Render the part of the material below that opens with the line containing "Please outline every instance of the cabinet" and runs through the end as a Markdown table with the columns Row and Line. Number each line and leave out blank lines.
----
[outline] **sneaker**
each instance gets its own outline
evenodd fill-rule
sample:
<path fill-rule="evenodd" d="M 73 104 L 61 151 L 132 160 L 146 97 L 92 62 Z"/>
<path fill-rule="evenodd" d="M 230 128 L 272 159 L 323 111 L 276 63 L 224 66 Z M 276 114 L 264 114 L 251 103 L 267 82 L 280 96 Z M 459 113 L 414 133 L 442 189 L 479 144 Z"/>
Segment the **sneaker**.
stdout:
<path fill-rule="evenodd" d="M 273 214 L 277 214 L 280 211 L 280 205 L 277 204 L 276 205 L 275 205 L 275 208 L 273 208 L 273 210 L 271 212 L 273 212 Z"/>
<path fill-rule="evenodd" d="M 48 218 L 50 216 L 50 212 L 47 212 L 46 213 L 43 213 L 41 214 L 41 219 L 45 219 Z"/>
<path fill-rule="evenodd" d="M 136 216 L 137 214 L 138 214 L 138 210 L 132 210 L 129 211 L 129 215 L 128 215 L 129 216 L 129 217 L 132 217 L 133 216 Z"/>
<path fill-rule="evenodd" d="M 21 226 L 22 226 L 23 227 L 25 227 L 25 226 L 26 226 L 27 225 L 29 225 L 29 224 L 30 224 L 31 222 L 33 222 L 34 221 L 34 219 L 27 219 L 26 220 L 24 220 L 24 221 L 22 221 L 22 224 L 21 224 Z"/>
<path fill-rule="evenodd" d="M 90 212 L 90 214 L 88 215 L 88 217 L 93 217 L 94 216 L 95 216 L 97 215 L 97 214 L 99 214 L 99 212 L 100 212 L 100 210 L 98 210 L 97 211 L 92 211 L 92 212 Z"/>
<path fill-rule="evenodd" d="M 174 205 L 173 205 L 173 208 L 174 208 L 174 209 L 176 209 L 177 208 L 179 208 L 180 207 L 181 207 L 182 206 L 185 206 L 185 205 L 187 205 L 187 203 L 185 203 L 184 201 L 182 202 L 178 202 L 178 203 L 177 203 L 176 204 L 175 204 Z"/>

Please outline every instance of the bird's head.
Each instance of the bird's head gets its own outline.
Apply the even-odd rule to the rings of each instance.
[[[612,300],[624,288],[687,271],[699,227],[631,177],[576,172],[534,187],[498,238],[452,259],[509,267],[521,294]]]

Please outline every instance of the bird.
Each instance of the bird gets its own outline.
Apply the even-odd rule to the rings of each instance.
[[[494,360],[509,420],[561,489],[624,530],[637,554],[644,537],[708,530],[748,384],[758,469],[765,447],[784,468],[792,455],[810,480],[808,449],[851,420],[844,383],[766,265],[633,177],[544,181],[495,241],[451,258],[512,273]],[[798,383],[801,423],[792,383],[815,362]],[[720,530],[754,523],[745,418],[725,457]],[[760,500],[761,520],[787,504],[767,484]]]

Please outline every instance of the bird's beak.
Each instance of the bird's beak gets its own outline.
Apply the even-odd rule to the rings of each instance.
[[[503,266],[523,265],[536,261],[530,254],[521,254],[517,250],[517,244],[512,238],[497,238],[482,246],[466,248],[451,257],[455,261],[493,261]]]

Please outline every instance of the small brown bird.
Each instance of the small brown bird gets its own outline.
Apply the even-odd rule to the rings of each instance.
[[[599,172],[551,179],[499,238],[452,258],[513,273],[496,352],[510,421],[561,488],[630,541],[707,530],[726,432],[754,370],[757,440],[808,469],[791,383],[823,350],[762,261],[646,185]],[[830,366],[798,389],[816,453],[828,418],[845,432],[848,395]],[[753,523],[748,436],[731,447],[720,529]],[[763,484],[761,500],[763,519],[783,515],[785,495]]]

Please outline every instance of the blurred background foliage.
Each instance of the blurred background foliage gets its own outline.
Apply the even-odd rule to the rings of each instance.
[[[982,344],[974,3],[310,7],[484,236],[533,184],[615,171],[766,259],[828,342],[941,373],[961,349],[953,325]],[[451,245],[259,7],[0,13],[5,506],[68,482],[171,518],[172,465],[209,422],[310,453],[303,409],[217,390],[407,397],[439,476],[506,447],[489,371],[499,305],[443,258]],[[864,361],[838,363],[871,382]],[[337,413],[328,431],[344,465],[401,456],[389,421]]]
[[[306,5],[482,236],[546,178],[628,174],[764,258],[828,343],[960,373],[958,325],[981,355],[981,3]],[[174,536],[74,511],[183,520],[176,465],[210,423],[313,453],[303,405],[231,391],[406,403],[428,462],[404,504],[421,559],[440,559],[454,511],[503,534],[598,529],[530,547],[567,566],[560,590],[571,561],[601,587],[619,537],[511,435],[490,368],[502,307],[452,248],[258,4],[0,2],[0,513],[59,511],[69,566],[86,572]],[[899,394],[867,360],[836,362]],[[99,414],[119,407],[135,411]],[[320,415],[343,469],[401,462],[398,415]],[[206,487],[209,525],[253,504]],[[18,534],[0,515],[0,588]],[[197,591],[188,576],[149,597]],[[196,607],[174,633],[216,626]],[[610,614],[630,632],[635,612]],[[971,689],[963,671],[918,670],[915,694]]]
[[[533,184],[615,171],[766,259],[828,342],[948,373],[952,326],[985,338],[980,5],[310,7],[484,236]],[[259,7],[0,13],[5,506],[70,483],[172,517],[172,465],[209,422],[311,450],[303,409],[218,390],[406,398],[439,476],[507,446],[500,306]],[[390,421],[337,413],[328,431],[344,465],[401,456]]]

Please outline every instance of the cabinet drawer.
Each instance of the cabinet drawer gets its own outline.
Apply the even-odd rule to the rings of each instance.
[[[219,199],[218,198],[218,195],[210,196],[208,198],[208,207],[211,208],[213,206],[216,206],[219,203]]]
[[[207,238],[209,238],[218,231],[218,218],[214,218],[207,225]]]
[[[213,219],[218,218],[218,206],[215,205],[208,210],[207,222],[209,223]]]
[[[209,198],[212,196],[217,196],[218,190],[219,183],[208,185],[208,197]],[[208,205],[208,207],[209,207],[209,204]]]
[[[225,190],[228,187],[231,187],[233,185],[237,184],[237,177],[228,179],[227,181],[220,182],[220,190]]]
----
* **ANSWER TO THIS PROBLEM**:
| Row | Line |
|---|---|
| 1 | Please outline every instance of the cabinet drawer. |
| 2 | Each instance of the cabinet drawer gets its own outline. |
| 3 | Apply the even-odd rule to the rings of each instance. |
| 4 | [[[219,199],[218,198],[218,195],[210,196],[208,198],[208,207],[211,208],[213,206],[216,206],[219,203]]] |
| 5 | [[[207,238],[209,238],[218,231],[218,218],[214,218],[207,225]]] |
| 6 | [[[213,219],[218,218],[218,206],[215,205],[208,210],[207,222],[209,223]]] |
| 7 | [[[209,198],[212,196],[217,196],[218,190],[219,183],[208,185],[208,197]],[[208,205],[208,207],[209,207],[209,204]]] |
| 8 | [[[225,190],[228,187],[231,187],[233,185],[237,184],[237,177],[228,179],[227,181],[220,182],[220,190]]] |